Saved data entries:
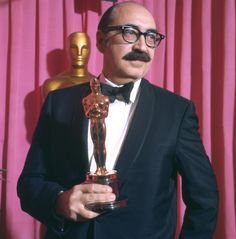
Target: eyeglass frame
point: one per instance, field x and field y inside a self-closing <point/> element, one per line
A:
<point x="121" y="28"/>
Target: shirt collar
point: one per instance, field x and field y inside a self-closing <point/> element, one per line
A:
<point x="134" y="91"/>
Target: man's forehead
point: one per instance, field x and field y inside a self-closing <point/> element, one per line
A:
<point x="139" y="17"/>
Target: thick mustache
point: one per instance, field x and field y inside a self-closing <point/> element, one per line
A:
<point x="137" y="55"/>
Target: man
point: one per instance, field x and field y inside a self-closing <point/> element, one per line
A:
<point x="150" y="138"/>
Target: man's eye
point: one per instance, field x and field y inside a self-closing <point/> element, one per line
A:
<point x="130" y="31"/>
<point x="152" y="36"/>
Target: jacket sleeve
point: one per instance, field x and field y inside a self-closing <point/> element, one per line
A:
<point x="36" y="191"/>
<point x="199" y="187"/>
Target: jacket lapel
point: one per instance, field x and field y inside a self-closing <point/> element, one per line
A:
<point x="138" y="130"/>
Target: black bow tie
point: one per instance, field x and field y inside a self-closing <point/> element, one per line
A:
<point x="120" y="93"/>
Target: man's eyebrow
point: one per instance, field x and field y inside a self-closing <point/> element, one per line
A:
<point x="136" y="27"/>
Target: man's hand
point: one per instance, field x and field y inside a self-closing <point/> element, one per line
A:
<point x="71" y="203"/>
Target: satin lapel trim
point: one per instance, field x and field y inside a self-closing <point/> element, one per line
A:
<point x="138" y="130"/>
<point x="80" y="125"/>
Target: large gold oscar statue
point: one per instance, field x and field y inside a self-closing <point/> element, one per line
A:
<point x="79" y="49"/>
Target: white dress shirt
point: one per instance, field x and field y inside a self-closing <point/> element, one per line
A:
<point x="117" y="124"/>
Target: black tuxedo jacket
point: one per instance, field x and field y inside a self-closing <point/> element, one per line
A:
<point x="162" y="140"/>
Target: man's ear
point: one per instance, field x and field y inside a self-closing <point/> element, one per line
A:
<point x="101" y="40"/>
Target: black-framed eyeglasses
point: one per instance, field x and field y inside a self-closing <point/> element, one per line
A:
<point x="131" y="34"/>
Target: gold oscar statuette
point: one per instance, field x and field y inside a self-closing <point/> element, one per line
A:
<point x="96" y="107"/>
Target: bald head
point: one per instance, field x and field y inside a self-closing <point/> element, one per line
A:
<point x="126" y="8"/>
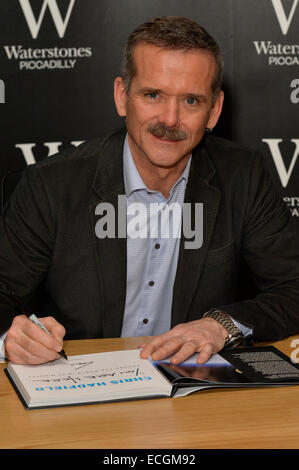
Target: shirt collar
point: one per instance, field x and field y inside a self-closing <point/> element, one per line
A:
<point x="132" y="178"/>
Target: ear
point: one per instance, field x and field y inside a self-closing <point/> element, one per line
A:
<point x="120" y="96"/>
<point x="216" y="111"/>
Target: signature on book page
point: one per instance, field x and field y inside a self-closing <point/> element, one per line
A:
<point x="78" y="371"/>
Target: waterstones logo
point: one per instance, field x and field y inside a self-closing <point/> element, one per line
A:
<point x="53" y="147"/>
<point x="34" y="24"/>
<point x="283" y="172"/>
<point x="277" y="53"/>
<point x="2" y="92"/>
<point x="34" y="58"/>
<point x="47" y="58"/>
<point x="284" y="20"/>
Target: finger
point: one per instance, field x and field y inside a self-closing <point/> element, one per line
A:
<point x="35" y="333"/>
<point x="54" y="327"/>
<point x="27" y="351"/>
<point x="155" y="344"/>
<point x="30" y="336"/>
<point x="205" y="353"/>
<point x="187" y="350"/>
<point x="168" y="348"/>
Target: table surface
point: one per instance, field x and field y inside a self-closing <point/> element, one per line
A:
<point x="240" y="419"/>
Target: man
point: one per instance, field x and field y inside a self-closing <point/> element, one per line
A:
<point x="170" y="93"/>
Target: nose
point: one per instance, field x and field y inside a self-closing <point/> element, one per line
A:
<point x="170" y="112"/>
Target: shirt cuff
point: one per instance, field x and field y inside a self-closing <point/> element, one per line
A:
<point x="2" y="345"/>
<point x="244" y="329"/>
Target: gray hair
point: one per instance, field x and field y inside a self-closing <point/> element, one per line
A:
<point x="172" y="33"/>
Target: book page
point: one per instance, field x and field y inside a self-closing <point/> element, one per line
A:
<point x="90" y="377"/>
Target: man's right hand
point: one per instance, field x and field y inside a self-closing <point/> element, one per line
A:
<point x="27" y="343"/>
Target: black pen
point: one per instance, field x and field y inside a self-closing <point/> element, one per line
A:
<point x="33" y="318"/>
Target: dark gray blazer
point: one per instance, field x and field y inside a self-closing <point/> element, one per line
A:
<point x="48" y="239"/>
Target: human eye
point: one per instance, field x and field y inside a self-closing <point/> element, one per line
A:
<point x="153" y="95"/>
<point x="190" y="100"/>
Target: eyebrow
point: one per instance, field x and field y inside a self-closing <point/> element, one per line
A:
<point x="199" y="97"/>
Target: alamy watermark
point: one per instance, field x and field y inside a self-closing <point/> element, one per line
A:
<point x="295" y="353"/>
<point x="2" y="91"/>
<point x="155" y="220"/>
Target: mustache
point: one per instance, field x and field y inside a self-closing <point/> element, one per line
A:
<point x="164" y="132"/>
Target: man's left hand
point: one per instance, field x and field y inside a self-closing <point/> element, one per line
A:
<point x="205" y="336"/>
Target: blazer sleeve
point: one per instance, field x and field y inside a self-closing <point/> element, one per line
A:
<point x="26" y="242"/>
<point x="269" y="244"/>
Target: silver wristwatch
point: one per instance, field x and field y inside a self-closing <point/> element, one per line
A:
<point x="235" y="336"/>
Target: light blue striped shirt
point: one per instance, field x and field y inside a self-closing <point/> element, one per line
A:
<point x="151" y="261"/>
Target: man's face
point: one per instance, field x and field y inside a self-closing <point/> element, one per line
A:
<point x="169" y="104"/>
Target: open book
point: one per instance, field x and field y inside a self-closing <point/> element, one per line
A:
<point x="122" y="375"/>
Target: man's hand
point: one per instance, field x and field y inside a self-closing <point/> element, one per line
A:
<point x="27" y="343"/>
<point x="205" y="336"/>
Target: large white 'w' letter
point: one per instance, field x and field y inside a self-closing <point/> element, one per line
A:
<point x="53" y="148"/>
<point x="284" y="174"/>
<point x="282" y="17"/>
<point x="34" y="25"/>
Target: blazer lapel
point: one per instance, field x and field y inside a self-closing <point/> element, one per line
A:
<point x="110" y="252"/>
<point x="191" y="261"/>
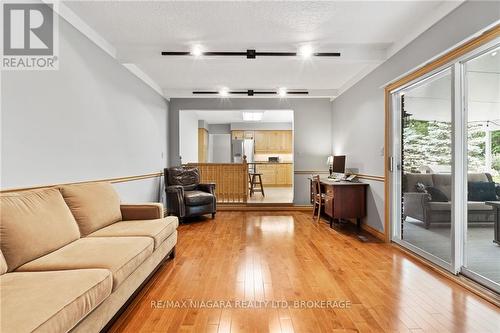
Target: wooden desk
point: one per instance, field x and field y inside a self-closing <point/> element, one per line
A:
<point x="343" y="200"/>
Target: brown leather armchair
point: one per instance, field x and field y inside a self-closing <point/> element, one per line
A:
<point x="186" y="196"/>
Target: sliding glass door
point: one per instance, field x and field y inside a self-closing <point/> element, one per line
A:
<point x="424" y="161"/>
<point x="482" y="113"/>
<point x="445" y="165"/>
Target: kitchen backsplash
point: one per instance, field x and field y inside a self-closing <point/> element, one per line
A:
<point x="282" y="157"/>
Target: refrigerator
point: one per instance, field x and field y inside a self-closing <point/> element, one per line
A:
<point x="240" y="148"/>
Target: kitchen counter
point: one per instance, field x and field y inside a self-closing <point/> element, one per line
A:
<point x="266" y="162"/>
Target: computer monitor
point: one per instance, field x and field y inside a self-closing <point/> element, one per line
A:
<point x="339" y="164"/>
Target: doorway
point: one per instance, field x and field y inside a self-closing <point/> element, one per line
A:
<point x="444" y="170"/>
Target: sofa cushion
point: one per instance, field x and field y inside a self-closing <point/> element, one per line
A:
<point x="442" y="181"/>
<point x="475" y="205"/>
<point x="3" y="264"/>
<point x="120" y="255"/>
<point x="197" y="198"/>
<point x="188" y="178"/>
<point x="34" y="223"/>
<point x="412" y="179"/>
<point x="50" y="301"/>
<point x="436" y="194"/>
<point x="481" y="191"/>
<point x="158" y="229"/>
<point x="94" y="205"/>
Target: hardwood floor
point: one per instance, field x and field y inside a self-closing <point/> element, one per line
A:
<point x="256" y="256"/>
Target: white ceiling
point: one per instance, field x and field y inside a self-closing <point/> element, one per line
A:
<point x="235" y="116"/>
<point x="366" y="33"/>
<point x="432" y="99"/>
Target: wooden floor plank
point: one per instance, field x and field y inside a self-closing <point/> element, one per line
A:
<point x="287" y="257"/>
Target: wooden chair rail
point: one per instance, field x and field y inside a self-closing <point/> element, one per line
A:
<point x="231" y="180"/>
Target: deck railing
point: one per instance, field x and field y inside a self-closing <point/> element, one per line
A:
<point x="231" y="180"/>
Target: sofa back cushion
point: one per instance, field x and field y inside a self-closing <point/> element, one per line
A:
<point x="189" y="178"/>
<point x="442" y="181"/>
<point x="94" y="205"/>
<point x="481" y="191"/>
<point x="412" y="179"/>
<point x="3" y="264"/>
<point x="34" y="223"/>
<point x="478" y="177"/>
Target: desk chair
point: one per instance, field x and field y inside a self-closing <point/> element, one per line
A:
<point x="255" y="178"/>
<point x="318" y="197"/>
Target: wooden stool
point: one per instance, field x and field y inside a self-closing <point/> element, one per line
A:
<point x="255" y="179"/>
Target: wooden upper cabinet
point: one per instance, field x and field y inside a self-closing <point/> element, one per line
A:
<point x="269" y="142"/>
<point x="202" y="145"/>
<point x="237" y="135"/>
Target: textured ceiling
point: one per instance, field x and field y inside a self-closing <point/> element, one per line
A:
<point x="365" y="33"/>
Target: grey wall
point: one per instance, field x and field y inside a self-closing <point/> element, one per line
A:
<point x="219" y="129"/>
<point x="358" y="114"/>
<point x="91" y="119"/>
<point x="312" y="130"/>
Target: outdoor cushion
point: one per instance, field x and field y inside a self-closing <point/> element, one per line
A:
<point x="436" y="194"/>
<point x="52" y="301"/>
<point x="34" y="223"/>
<point x="120" y="255"/>
<point x="158" y="229"/>
<point x="94" y="205"/>
<point x="481" y="191"/>
<point x="197" y="198"/>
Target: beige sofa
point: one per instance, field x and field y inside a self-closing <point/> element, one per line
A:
<point x="72" y="256"/>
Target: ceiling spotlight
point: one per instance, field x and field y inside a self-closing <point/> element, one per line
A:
<point x="305" y="51"/>
<point x="282" y="92"/>
<point x="252" y="115"/>
<point x="224" y="92"/>
<point x="196" y="51"/>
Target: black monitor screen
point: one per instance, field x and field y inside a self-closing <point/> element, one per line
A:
<point x="339" y="164"/>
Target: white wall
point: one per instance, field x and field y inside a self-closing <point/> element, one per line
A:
<point x="358" y="114"/>
<point x="188" y="137"/>
<point x="91" y="119"/>
<point x="312" y="130"/>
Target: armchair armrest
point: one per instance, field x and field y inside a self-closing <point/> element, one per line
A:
<point x="146" y="211"/>
<point x="415" y="204"/>
<point x="208" y="187"/>
<point x="175" y="200"/>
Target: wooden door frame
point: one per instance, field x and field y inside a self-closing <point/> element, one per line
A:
<point x="448" y="57"/>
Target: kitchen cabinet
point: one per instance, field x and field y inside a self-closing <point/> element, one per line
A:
<point x="241" y="135"/>
<point x="269" y="142"/>
<point x="276" y="174"/>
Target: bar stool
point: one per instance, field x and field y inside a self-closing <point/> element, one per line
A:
<point x="318" y="197"/>
<point x="255" y="178"/>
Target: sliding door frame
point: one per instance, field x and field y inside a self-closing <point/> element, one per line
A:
<point x="441" y="61"/>
<point x="455" y="60"/>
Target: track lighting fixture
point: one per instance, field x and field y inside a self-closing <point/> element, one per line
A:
<point x="224" y="92"/>
<point x="304" y="51"/>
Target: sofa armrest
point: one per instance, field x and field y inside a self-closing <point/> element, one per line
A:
<point x="415" y="204"/>
<point x="175" y="200"/>
<point x="146" y="211"/>
<point x="208" y="187"/>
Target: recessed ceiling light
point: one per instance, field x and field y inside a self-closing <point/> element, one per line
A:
<point x="197" y="51"/>
<point x="305" y="51"/>
<point x="252" y="115"/>
<point x="224" y="92"/>
<point x="282" y="92"/>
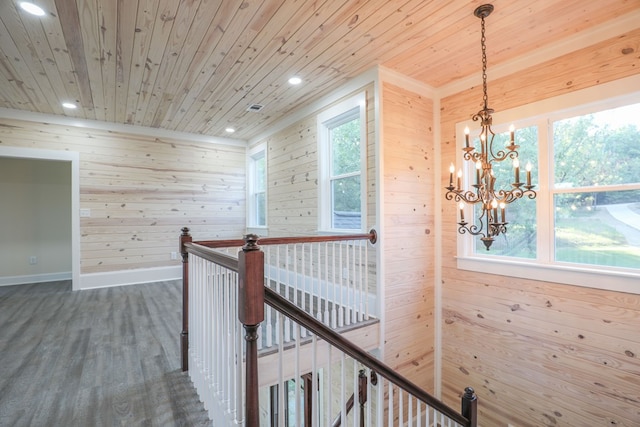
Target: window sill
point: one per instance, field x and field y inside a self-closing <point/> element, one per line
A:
<point x="558" y="273"/>
<point x="260" y="231"/>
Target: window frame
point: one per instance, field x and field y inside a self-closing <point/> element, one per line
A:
<point x="544" y="267"/>
<point x="256" y="153"/>
<point x="325" y="119"/>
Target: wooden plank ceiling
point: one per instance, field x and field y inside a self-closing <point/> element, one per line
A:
<point x="197" y="65"/>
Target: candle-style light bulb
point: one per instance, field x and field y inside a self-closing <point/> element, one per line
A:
<point x="494" y="206"/>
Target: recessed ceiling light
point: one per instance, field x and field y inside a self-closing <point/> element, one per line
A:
<point x="32" y="8"/>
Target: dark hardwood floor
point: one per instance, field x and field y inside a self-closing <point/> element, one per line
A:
<point x="104" y="357"/>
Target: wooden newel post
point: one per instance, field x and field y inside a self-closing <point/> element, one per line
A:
<point x="470" y="406"/>
<point x="251" y="314"/>
<point x="362" y="394"/>
<point x="185" y="237"/>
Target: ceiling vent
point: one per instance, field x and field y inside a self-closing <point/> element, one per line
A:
<point x="255" y="107"/>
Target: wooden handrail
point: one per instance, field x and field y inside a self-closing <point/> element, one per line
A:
<point x="252" y="297"/>
<point x="321" y="330"/>
<point x="371" y="236"/>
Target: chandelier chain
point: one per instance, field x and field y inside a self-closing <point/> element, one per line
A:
<point x="491" y="203"/>
<point x="483" y="40"/>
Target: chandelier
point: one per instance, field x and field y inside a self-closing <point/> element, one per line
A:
<point x="483" y="194"/>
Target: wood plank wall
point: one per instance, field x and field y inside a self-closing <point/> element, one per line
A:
<point x="539" y="353"/>
<point x="142" y="190"/>
<point x="292" y="174"/>
<point x="408" y="224"/>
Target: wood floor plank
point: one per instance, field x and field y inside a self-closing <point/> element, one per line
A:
<point x="103" y="357"/>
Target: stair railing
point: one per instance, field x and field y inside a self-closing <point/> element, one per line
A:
<point x="222" y="359"/>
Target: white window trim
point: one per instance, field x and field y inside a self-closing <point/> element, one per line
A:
<point x="324" y="158"/>
<point x="252" y="155"/>
<point x="608" y="95"/>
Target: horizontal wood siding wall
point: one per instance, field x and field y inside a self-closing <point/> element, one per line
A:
<point x="539" y="354"/>
<point x="292" y="169"/>
<point x="142" y="190"/>
<point x="408" y="224"/>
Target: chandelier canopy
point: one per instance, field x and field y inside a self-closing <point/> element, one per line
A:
<point x="483" y="193"/>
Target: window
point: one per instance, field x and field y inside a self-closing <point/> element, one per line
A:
<point x="584" y="225"/>
<point x="257" y="179"/>
<point x="342" y="148"/>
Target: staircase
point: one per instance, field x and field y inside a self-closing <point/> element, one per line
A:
<point x="283" y="337"/>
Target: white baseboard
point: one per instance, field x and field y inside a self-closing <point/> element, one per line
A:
<point x="129" y="277"/>
<point x="35" y="278"/>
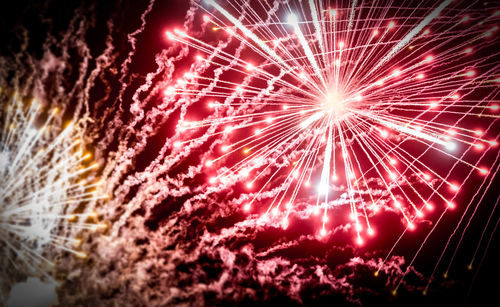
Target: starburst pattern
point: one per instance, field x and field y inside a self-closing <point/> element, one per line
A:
<point x="43" y="187"/>
<point x="357" y="100"/>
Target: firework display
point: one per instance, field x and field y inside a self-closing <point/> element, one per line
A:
<point x="42" y="186"/>
<point x="299" y="152"/>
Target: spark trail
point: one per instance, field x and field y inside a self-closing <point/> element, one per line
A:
<point x="44" y="183"/>
<point x="350" y="96"/>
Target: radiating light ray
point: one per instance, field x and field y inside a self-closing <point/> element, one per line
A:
<point x="359" y="100"/>
<point x="43" y="185"/>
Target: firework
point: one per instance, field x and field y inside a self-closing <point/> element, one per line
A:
<point x="43" y="186"/>
<point x="374" y="110"/>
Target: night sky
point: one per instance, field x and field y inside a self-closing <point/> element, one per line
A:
<point x="175" y="238"/>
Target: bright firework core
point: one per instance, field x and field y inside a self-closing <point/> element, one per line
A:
<point x="334" y="103"/>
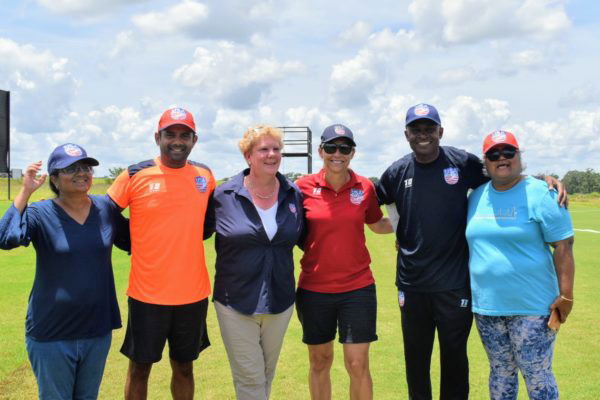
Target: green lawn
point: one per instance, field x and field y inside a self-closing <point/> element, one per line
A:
<point x="577" y="354"/>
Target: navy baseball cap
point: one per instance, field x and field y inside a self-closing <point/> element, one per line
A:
<point x="335" y="132"/>
<point x="67" y="154"/>
<point x="422" y="111"/>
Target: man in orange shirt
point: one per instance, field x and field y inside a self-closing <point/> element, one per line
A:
<point x="168" y="282"/>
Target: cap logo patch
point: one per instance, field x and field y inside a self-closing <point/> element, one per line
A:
<point x="357" y="196"/>
<point x="72" y="150"/>
<point x="421" y="110"/>
<point x="201" y="184"/>
<point x="499" y="136"/>
<point x="178" y="114"/>
<point x="451" y="176"/>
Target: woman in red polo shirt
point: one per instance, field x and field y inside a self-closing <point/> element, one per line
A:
<point x="336" y="287"/>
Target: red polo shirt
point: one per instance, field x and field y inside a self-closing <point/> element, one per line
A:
<point x="336" y="258"/>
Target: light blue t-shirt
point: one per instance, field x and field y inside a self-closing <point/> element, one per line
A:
<point x="511" y="265"/>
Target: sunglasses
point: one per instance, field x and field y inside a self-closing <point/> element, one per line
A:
<point x="331" y="148"/>
<point x="75" y="168"/>
<point x="507" y="152"/>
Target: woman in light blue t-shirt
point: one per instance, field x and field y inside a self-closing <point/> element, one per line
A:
<point x="522" y="270"/>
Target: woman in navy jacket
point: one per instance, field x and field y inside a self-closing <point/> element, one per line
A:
<point x="258" y="220"/>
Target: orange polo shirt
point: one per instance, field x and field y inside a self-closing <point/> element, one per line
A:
<point x="167" y="207"/>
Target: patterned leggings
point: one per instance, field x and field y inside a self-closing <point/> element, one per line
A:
<point x="516" y="343"/>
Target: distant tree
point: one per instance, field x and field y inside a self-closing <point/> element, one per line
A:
<point x="114" y="172"/>
<point x="587" y="181"/>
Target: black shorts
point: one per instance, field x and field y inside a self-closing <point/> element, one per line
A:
<point x="354" y="313"/>
<point x="149" y="326"/>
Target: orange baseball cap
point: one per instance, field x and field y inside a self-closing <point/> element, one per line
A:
<point x="497" y="138"/>
<point x="177" y="116"/>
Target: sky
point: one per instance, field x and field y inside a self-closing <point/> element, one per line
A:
<point x="99" y="73"/>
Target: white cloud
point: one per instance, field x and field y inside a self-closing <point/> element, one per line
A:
<point x="123" y="42"/>
<point x="234" y="74"/>
<point x="581" y="95"/>
<point x="236" y="20"/>
<point x="467" y="21"/>
<point x="354" y="80"/>
<point x="84" y="7"/>
<point x="527" y="58"/>
<point x="181" y="18"/>
<point x="357" y="33"/>
<point x="41" y="85"/>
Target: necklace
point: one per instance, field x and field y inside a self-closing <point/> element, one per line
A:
<point x="260" y="196"/>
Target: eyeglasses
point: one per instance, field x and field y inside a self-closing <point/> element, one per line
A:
<point x="507" y="152"/>
<point x="75" y="168"/>
<point x="331" y="148"/>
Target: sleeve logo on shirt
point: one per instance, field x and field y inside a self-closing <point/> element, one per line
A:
<point x="357" y="196"/>
<point x="201" y="184"/>
<point x="451" y="176"/>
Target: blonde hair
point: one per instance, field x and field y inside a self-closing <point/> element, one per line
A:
<point x="253" y="135"/>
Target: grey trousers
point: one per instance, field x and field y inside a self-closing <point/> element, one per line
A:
<point x="253" y="343"/>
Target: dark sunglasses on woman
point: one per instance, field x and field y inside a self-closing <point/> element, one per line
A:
<point x="507" y="152"/>
<point x="330" y="148"/>
<point x="74" y="168"/>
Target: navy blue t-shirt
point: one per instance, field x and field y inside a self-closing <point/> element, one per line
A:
<point x="431" y="200"/>
<point x="73" y="294"/>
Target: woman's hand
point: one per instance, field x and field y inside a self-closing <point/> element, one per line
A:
<point x="31" y="183"/>
<point x="564" y="305"/>
<point x="564" y="264"/>
<point x="383" y="226"/>
<point x="553" y="183"/>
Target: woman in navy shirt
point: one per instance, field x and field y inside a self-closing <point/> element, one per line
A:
<point x="258" y="220"/>
<point x="72" y="306"/>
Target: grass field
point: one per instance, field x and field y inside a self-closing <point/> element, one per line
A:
<point x="577" y="353"/>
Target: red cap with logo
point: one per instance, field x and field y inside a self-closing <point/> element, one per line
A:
<point x="497" y="138"/>
<point x="176" y="116"/>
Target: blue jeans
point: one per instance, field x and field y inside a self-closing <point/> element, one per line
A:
<point x="69" y="369"/>
<point x="519" y="343"/>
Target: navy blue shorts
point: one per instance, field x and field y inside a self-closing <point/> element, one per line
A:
<point x="150" y="326"/>
<point x="353" y="313"/>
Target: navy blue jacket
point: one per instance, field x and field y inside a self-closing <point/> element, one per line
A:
<point x="73" y="294"/>
<point x="431" y="200"/>
<point x="245" y="256"/>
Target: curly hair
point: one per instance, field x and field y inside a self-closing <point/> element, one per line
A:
<point x="253" y="135"/>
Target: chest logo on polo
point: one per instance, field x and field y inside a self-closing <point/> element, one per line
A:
<point x="451" y="176"/>
<point x="357" y="196"/>
<point x="201" y="183"/>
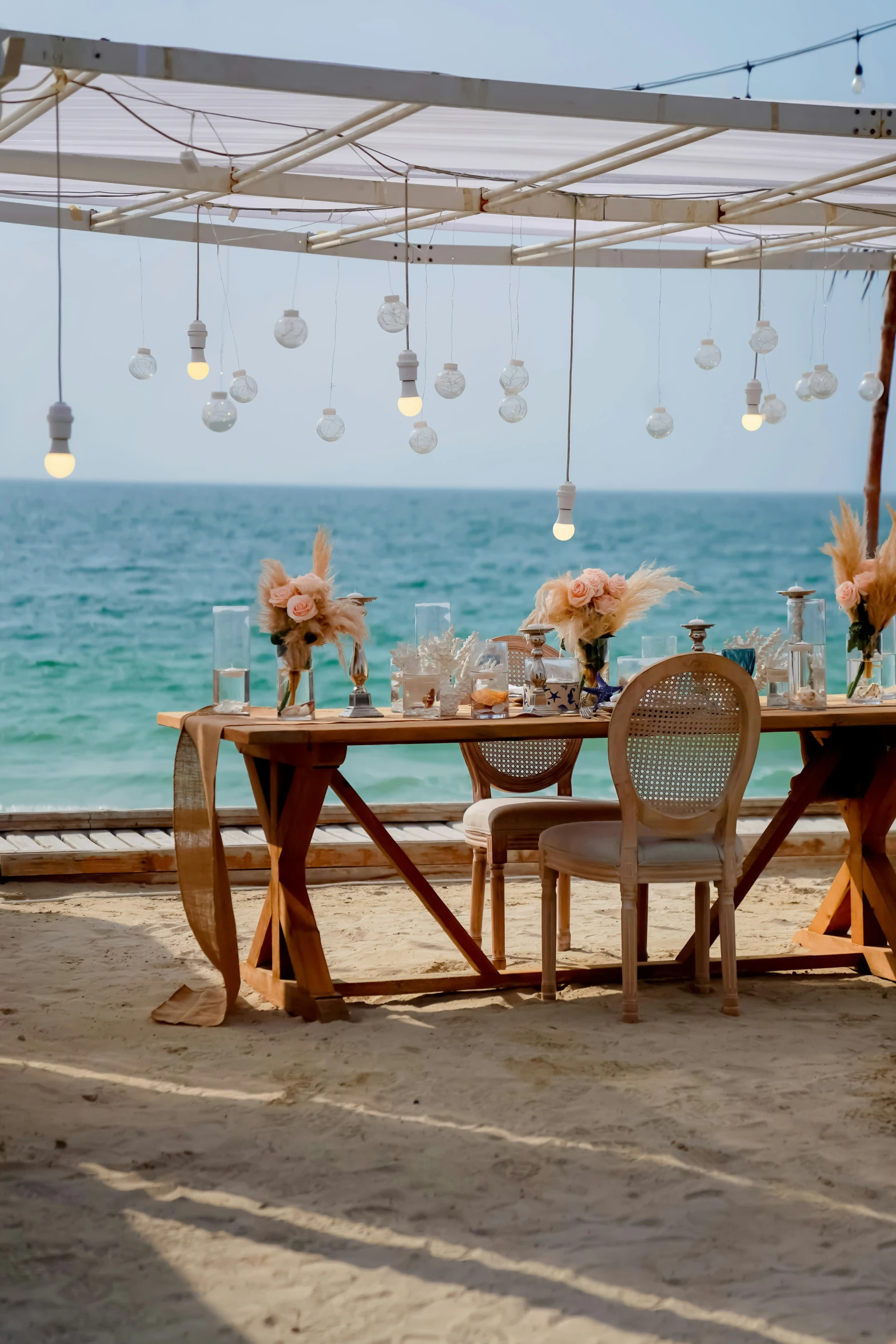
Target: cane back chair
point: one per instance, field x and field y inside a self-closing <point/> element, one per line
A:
<point x="495" y="826"/>
<point x="682" y="745"/>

WORK INSTRUCTION: Write out nothing but the lines from the start of the data through the line with "Target: man's forehead". Leave out the pictures.

SOLUTION BELOW:
Target: eyeglass frame
point: one per instance, field x and field y inside a self-closing <point/> element, one per line
A:
<point x="121" y="28"/>
Target: shirt collar
point: one per instance, field x and field y inside a self-closing <point/> element, one per line
A:
<point x="134" y="91"/>
Target: man's forehead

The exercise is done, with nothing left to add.